__What is being asked__
Check each line of the material. Copy those containing "crane".

[Entries provided — start]

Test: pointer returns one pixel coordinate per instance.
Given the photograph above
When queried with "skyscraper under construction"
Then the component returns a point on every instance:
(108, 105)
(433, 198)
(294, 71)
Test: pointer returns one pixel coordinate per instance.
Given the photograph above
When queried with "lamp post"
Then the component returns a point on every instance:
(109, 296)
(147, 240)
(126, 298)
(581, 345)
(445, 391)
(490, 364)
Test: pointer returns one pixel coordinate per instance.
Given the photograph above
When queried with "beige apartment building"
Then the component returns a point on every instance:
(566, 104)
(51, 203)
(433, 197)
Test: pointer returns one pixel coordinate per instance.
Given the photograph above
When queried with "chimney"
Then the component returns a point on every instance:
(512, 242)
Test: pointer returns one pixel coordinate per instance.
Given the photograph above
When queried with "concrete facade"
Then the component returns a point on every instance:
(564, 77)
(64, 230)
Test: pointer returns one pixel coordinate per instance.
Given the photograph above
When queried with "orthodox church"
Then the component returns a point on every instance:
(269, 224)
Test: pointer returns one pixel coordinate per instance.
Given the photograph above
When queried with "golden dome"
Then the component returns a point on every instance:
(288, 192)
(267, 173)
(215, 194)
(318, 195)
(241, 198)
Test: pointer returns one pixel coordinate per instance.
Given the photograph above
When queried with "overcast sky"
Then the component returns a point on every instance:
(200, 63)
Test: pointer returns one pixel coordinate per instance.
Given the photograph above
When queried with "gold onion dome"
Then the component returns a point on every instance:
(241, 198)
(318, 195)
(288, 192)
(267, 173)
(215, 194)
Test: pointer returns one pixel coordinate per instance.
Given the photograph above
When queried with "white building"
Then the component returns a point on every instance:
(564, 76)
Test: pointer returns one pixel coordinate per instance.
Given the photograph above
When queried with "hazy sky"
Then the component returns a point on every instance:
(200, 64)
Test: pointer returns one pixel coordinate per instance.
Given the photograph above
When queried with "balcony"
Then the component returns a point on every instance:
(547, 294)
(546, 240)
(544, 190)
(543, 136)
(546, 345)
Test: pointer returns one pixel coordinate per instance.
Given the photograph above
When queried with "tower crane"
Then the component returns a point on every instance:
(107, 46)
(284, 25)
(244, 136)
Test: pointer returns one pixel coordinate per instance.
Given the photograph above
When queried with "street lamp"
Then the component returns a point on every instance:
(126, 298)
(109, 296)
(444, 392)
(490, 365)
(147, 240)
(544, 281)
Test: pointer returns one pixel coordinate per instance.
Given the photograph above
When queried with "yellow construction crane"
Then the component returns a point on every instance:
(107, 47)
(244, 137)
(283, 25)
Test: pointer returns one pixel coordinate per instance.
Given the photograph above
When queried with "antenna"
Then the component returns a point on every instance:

[Entries provided — finish]
[Entries provided — start]

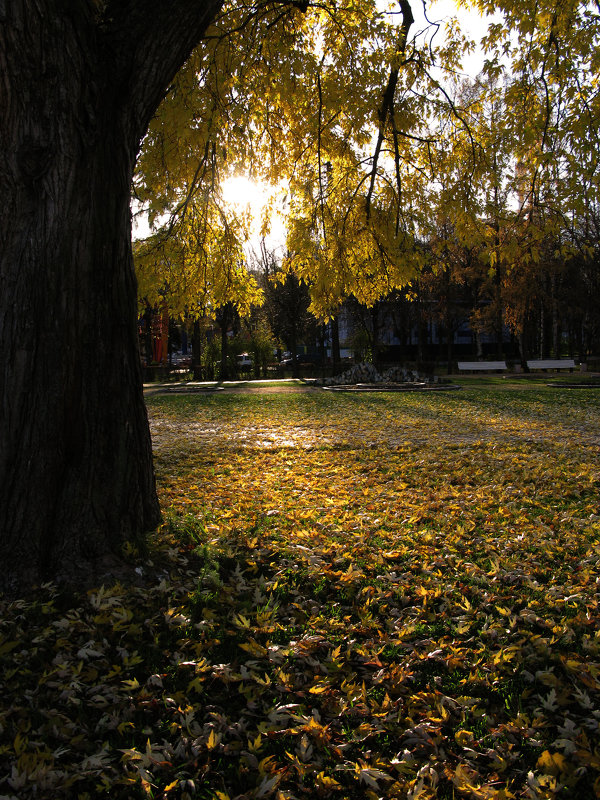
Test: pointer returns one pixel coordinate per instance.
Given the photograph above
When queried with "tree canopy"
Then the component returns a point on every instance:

[Entries provided — finish]

__Answer to this task__
When queried with "tower crane"
When queried with "yellow construction crane"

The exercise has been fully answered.